• _RECORDS FOR THIS EXERCISE_:
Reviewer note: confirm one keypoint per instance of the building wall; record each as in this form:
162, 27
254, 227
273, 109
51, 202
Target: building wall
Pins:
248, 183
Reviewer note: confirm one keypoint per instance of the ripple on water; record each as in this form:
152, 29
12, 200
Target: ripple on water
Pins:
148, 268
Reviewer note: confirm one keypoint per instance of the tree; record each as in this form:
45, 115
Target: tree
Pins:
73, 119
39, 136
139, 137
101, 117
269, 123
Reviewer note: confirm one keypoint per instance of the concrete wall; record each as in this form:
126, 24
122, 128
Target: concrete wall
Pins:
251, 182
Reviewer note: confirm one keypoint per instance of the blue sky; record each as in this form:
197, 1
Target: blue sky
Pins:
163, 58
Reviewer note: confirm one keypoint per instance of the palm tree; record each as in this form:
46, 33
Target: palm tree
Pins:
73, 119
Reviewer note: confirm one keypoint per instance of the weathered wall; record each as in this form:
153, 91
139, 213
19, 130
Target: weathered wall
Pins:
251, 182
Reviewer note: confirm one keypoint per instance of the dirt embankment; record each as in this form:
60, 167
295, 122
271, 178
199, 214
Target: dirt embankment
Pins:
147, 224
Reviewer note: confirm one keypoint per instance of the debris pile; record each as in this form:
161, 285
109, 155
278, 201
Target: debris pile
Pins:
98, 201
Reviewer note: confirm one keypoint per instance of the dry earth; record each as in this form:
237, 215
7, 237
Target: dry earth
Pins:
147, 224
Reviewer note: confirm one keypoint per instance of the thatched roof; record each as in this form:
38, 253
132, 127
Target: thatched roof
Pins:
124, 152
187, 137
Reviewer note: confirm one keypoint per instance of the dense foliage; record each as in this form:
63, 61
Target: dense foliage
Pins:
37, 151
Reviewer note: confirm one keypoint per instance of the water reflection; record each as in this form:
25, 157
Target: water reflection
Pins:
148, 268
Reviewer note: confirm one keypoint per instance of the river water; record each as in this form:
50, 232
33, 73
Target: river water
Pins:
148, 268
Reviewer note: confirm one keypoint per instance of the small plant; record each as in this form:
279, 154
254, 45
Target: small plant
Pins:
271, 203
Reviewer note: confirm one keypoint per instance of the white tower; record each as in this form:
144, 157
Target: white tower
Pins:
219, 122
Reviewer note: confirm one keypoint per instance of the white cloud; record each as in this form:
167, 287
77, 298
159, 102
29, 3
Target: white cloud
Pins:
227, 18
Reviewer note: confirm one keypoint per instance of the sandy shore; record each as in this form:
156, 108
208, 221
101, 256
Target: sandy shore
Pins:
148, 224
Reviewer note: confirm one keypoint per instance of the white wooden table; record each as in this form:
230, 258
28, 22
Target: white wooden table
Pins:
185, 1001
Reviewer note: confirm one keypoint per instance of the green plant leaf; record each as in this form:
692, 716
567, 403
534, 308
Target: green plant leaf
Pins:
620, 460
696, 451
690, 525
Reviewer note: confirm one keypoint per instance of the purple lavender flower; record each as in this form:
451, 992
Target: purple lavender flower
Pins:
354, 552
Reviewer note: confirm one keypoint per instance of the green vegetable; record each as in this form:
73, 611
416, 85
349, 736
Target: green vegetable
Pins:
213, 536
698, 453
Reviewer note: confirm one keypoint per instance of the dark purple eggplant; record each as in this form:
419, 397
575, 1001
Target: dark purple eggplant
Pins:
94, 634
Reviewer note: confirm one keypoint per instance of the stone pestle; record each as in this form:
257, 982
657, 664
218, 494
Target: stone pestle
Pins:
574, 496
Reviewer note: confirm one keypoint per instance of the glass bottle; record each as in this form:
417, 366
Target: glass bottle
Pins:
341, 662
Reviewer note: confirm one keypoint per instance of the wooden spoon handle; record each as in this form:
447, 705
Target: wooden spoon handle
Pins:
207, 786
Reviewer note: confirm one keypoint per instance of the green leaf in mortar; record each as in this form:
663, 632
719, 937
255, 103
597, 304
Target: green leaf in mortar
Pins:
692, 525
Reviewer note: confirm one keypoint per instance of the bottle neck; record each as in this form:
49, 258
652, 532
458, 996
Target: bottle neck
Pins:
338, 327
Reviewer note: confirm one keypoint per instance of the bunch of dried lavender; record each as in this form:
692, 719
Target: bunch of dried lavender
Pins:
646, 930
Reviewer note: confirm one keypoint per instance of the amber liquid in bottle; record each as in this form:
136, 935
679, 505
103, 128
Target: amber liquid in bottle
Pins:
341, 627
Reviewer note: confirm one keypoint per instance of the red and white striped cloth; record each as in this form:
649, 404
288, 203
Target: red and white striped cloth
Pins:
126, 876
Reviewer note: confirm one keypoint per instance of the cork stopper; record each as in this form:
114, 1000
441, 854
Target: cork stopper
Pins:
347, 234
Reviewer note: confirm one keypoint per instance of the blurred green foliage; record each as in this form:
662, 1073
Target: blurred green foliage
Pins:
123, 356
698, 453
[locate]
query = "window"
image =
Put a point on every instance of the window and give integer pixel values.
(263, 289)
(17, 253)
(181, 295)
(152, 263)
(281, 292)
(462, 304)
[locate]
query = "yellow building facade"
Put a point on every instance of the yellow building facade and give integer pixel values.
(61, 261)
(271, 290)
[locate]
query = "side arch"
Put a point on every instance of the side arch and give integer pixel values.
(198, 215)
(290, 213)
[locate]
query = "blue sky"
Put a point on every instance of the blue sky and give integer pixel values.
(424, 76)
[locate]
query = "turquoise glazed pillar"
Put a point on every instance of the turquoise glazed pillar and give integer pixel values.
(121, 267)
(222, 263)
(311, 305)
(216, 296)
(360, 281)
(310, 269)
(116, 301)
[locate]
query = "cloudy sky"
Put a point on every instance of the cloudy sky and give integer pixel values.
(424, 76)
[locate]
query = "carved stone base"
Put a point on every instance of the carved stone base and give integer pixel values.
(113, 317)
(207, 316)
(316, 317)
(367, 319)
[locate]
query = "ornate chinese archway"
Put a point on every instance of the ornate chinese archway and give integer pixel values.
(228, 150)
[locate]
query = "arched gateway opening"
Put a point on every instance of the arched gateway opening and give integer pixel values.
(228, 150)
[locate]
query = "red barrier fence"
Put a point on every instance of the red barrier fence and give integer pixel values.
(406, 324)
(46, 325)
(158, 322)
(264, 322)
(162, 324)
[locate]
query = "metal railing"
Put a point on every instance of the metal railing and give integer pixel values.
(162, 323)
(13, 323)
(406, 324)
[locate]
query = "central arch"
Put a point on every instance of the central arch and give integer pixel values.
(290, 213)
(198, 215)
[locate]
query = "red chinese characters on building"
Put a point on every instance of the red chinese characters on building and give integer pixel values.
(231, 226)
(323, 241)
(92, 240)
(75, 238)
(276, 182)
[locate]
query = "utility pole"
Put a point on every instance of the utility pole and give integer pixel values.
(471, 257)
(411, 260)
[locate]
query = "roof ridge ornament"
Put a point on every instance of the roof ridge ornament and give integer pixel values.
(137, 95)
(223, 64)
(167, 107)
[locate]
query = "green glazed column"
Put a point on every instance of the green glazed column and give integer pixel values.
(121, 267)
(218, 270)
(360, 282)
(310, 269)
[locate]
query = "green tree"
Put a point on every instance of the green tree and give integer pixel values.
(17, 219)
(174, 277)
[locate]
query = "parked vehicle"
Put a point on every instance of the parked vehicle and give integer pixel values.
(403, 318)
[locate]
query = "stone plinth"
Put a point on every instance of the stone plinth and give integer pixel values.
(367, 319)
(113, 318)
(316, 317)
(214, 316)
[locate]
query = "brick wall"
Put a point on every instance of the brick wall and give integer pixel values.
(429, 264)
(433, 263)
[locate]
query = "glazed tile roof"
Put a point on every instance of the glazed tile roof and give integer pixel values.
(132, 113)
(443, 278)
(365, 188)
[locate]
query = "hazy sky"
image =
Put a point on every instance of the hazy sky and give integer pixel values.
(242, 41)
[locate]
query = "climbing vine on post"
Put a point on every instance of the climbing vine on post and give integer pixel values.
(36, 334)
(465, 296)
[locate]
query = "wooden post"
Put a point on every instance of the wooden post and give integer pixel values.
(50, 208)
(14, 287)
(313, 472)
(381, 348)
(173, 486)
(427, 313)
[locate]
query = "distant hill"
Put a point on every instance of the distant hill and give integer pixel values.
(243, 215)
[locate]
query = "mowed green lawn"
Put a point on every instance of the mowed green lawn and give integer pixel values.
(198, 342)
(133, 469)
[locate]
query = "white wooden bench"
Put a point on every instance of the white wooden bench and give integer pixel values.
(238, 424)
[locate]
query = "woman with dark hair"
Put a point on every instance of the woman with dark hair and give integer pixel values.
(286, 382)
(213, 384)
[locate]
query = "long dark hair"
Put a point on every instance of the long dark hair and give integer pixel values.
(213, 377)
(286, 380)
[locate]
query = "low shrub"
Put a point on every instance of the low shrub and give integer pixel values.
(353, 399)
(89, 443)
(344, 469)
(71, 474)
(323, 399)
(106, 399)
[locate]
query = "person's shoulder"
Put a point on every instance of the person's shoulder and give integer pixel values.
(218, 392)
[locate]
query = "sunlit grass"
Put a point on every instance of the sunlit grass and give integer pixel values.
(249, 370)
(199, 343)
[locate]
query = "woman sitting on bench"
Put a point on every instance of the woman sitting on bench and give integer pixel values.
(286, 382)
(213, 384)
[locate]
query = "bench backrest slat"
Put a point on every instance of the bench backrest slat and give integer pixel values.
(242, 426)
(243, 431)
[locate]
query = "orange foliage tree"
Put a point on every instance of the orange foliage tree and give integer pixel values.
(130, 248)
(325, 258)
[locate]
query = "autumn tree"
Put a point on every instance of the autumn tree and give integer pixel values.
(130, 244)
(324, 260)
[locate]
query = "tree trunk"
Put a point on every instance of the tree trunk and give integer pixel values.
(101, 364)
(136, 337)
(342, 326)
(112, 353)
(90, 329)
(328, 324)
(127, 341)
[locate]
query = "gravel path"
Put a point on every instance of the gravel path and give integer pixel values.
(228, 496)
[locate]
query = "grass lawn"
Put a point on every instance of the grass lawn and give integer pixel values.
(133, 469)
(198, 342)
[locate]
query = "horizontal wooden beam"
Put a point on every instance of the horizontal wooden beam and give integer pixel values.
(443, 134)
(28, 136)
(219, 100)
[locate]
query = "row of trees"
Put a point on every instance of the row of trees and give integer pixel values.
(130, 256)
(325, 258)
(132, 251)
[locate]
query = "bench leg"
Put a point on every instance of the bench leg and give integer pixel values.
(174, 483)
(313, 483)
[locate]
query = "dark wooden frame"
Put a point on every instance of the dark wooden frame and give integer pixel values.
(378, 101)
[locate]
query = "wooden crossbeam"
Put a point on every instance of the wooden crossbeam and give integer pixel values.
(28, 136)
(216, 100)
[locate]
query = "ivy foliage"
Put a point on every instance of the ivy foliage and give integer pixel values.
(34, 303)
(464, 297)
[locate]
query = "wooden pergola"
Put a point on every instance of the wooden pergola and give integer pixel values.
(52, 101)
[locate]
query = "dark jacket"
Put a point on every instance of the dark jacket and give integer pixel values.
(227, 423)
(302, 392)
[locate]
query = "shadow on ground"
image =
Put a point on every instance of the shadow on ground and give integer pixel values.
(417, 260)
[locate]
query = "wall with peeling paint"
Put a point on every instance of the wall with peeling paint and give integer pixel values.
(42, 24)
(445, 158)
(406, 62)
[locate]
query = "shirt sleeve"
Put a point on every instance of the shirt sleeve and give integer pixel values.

• _WHAT TO DO_:
How many lines in the material above contain the string "dense"? Case counts. Reply with the number only.

• _FINAL RESULT_:
2